AIM OF THE TASK: Render the lines of the records below as a numbered list, leaving out blank lines and the pictures.

STORED ROWS:

####################

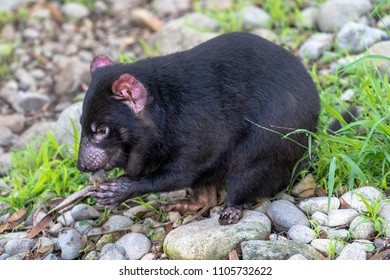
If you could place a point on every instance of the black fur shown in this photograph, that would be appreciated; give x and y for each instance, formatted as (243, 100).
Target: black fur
(197, 126)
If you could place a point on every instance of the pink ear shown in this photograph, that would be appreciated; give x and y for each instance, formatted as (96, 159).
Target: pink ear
(99, 61)
(131, 91)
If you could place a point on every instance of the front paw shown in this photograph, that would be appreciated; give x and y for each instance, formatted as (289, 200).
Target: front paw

####################

EXERCISE SOLUTION:
1. If you could place a point on every instance of the black fur shown in this photograph, that would be appreciated; give x and y for each instance, formatted as (243, 100).
2. Target: black fur
3. (197, 126)
4. If you could place a point on every instance of the pink ear shown in this photograph, that would be appreciated; give x and y for each instance, formatted as (96, 159).
5. Target: pink ear
6. (99, 61)
7. (131, 91)
8. If you could place a point on every instance of the front paw shown in this photograph, that would be appreciated; give x and y for each instance, formatted as (289, 200).
9. Target: front paw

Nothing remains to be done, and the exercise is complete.